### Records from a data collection
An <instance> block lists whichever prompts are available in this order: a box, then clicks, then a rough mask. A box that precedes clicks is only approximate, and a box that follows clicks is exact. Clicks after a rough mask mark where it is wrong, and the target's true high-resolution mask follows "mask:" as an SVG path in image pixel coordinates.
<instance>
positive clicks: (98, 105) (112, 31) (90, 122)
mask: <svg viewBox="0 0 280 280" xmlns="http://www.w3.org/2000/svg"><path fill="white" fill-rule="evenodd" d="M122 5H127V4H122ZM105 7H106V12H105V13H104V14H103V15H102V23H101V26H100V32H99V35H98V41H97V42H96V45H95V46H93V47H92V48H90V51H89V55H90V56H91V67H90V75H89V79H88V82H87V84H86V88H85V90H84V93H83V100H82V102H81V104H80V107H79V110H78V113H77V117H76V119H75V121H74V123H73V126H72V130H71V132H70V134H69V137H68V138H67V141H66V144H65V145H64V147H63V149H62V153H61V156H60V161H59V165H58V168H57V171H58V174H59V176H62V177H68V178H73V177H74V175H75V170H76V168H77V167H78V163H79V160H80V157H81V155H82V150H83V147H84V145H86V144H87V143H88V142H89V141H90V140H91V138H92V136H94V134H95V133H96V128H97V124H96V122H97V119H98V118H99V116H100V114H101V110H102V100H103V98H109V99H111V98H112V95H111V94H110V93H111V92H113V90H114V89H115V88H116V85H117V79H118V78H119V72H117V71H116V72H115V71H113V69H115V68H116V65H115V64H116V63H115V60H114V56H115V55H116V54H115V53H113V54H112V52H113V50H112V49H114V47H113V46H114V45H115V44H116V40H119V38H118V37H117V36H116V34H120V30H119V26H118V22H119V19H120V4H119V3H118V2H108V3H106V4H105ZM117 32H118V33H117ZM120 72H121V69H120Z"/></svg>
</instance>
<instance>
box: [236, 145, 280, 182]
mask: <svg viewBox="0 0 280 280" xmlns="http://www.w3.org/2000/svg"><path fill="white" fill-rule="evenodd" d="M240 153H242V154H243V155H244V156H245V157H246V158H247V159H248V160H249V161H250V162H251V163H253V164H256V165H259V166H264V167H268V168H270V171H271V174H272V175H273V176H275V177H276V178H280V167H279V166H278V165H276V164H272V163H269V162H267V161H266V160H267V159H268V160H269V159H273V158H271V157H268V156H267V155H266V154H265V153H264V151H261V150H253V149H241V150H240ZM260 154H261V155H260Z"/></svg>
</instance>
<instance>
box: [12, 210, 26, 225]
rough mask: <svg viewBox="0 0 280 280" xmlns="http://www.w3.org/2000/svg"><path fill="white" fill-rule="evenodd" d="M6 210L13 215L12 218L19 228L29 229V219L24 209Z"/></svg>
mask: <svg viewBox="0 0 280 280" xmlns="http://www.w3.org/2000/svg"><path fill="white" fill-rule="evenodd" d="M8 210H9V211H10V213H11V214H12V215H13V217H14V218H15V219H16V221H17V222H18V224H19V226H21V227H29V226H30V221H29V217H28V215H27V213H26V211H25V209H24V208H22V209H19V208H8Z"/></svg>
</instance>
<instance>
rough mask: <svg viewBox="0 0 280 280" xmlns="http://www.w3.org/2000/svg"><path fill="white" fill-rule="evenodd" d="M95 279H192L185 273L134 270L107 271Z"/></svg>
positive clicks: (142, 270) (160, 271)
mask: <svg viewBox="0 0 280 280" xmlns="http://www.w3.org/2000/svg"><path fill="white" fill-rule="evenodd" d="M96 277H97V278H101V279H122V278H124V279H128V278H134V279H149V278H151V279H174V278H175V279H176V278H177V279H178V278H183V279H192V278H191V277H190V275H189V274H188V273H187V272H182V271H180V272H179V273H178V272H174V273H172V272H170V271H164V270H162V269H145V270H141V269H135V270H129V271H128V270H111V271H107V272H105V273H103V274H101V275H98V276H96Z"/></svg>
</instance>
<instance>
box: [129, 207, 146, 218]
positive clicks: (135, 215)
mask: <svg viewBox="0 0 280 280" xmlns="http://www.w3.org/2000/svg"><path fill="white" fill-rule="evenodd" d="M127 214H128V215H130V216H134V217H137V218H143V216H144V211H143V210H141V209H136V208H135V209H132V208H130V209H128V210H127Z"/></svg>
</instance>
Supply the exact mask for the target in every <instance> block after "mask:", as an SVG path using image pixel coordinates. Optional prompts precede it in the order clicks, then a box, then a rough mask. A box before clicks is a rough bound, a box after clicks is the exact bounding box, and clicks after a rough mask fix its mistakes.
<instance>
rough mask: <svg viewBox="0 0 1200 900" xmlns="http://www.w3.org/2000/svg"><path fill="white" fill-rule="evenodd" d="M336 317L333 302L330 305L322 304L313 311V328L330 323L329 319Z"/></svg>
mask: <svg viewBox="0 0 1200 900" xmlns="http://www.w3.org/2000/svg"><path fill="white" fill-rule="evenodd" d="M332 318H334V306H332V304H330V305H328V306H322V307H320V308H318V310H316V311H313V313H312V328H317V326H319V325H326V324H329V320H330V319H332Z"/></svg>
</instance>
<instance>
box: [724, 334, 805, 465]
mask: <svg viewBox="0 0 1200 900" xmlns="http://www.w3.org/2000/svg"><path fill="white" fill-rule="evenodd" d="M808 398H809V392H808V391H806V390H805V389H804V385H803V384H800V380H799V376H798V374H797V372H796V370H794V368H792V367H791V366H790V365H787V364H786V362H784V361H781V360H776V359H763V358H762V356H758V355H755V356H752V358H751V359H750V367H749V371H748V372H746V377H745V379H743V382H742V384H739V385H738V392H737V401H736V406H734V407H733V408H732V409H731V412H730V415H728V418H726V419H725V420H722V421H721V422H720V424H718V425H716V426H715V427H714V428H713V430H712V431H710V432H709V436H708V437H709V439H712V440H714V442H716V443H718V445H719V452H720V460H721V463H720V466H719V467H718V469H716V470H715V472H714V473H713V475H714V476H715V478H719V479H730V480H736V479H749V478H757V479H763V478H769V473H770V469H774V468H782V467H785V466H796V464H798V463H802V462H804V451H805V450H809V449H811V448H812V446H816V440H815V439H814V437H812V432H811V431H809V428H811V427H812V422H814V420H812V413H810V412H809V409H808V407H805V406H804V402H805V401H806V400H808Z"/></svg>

### Work order
Output the data above exactly, please, line for line.

### Solved problem
An <instance> block lists whichever prompts are available in this order: a box, then clicks, then a rough mask. A box that precedes clicks is only approximate, and a box that follows clicks is exact. Clicks after a rough mask mark where it is wrong, and the target's true high-resolution mask follows "mask:" as an SVG path in image pixel coordinates.
<instance>
positive clicks: (98, 105) (112, 31) (90, 122)
mask: <svg viewBox="0 0 280 280" xmlns="http://www.w3.org/2000/svg"><path fill="white" fill-rule="evenodd" d="M122 5H127V4H122ZM105 7H106V12H105V13H104V14H103V15H102V23H101V26H100V32H99V35H98V41H97V42H96V45H95V46H93V47H92V48H90V51H89V55H90V56H91V67H90V75H89V79H88V82H87V84H86V88H85V90H84V93H83V100H82V102H81V104H80V107H79V110H78V113H77V117H76V119H75V121H74V123H73V126H72V130H71V132H70V134H69V137H68V138H67V141H66V144H65V145H64V147H63V149H62V153H61V156H60V161H59V165H58V168H57V171H58V174H59V176H62V177H68V178H73V177H74V175H75V170H76V168H77V167H78V163H79V160H80V157H81V155H82V150H83V147H84V145H86V144H87V143H88V142H89V141H90V140H91V138H92V136H94V134H95V133H96V128H97V124H96V122H97V119H98V118H99V116H100V114H101V110H102V100H103V98H109V99H111V98H112V95H111V94H110V93H111V92H113V90H114V89H115V88H116V85H117V79H118V78H119V72H117V71H116V72H115V71H113V69H115V68H116V65H115V64H116V63H115V60H114V56H115V55H116V54H115V53H113V54H112V52H113V50H112V49H114V47H113V46H114V45H115V44H116V40H119V38H118V37H117V36H116V34H120V30H119V26H118V22H119V19H120V4H119V3H118V2H108V3H106V4H105ZM117 32H118V33H117ZM120 72H121V69H120Z"/></svg>
</instance>
<instance>
box: [236, 145, 280, 182]
mask: <svg viewBox="0 0 280 280" xmlns="http://www.w3.org/2000/svg"><path fill="white" fill-rule="evenodd" d="M240 153H242V154H243V155H244V156H245V157H246V158H247V159H248V160H249V161H250V162H251V163H253V164H256V165H259V166H264V167H268V168H270V171H271V174H272V175H273V176H275V177H276V178H280V167H279V166H278V165H276V164H272V163H269V162H267V161H266V160H267V159H268V160H269V159H273V158H271V157H268V156H267V155H266V154H265V153H264V151H261V150H253V149H241V150H240ZM260 154H261V155H260Z"/></svg>
</instance>
<instance>
box: [12, 210, 26, 225]
rough mask: <svg viewBox="0 0 280 280" xmlns="http://www.w3.org/2000/svg"><path fill="white" fill-rule="evenodd" d="M6 210L13 215L12 218L19 228L29 229V219L24 209Z"/></svg>
mask: <svg viewBox="0 0 280 280" xmlns="http://www.w3.org/2000/svg"><path fill="white" fill-rule="evenodd" d="M8 210H9V211H10V213H11V214H12V215H13V217H14V218H15V219H16V221H17V222H18V224H19V226H21V227H29V226H30V221H29V217H28V215H27V213H26V211H25V209H24V208H22V209H19V208H8Z"/></svg>
</instance>
<instance>
rough mask: <svg viewBox="0 0 280 280" xmlns="http://www.w3.org/2000/svg"><path fill="white" fill-rule="evenodd" d="M95 279H192L185 273L134 270L107 271Z"/></svg>
positive clicks: (142, 270) (160, 271)
mask: <svg viewBox="0 0 280 280" xmlns="http://www.w3.org/2000/svg"><path fill="white" fill-rule="evenodd" d="M96 277H97V278H101V279H122V278H124V279H128V278H134V279H149V278H151V279H174V278H175V279H176V278H177V279H178V278H183V279H192V278H191V277H190V275H189V274H188V273H187V272H182V271H180V272H179V273H178V272H174V273H172V272H170V271H164V270H162V269H145V270H141V269H135V270H129V271H128V270H111V271H107V272H105V273H103V274H101V275H98V276H96Z"/></svg>
</instance>
<instance>
box: [129, 207, 146, 218]
positive clicks: (135, 215)
mask: <svg viewBox="0 0 280 280" xmlns="http://www.w3.org/2000/svg"><path fill="white" fill-rule="evenodd" d="M127 214H128V215H130V216H134V217H137V218H143V216H144V211H143V210H141V209H136V208H135V209H132V208H130V209H128V210H127Z"/></svg>
</instance>
Supply the exact mask for the target in every <instance> block after "mask:", as an SVG path using image pixel coordinates. Optional prompts precede it in the order clicks, then a box, then a rough mask. A box before clicks is a rough bound, a box after clicks is the exact bounding box, and clicks after a rough mask fix its mistakes.
<instance>
rough mask: <svg viewBox="0 0 1200 900" xmlns="http://www.w3.org/2000/svg"><path fill="white" fill-rule="evenodd" d="M336 317L333 302L330 305L322 304L313 311V328L330 323L329 319Z"/></svg>
mask: <svg viewBox="0 0 1200 900" xmlns="http://www.w3.org/2000/svg"><path fill="white" fill-rule="evenodd" d="M332 318H334V306H332V304H330V305H328V306H322V307H320V308H318V310H316V311H313V313H312V328H317V326H319V325H326V324H329V320H330V319H332Z"/></svg>
</instance>
<instance>
box: [724, 334, 805, 465]
mask: <svg viewBox="0 0 1200 900" xmlns="http://www.w3.org/2000/svg"><path fill="white" fill-rule="evenodd" d="M808 398H809V392H808V391H806V390H805V389H804V385H803V384H800V380H799V376H798V374H797V372H796V370H794V368H792V367H791V366H790V365H787V364H786V362H784V361H781V360H776V359H763V358H762V356H758V355H755V356H752V358H751V359H750V367H749V371H748V372H746V377H745V379H743V382H742V384H739V385H738V392H737V401H736V406H734V407H733V408H732V409H731V412H730V415H728V418H726V419H725V420H722V421H721V422H720V424H718V425H716V426H715V427H714V428H713V430H712V431H710V432H709V436H708V437H709V439H712V440H714V442H716V443H718V445H719V452H720V460H721V463H720V466H719V467H718V469H716V470H715V472H714V473H713V475H714V476H715V478H719V479H730V480H736V479H749V478H757V479H763V478H769V473H770V469H774V468H782V467H785V466H796V464H798V463H802V462H804V451H805V450H809V449H811V448H812V446H816V440H815V439H814V437H812V432H811V431H809V428H811V427H812V422H814V420H812V413H810V412H809V409H808V407H805V406H804V402H805V401H806V400H808Z"/></svg>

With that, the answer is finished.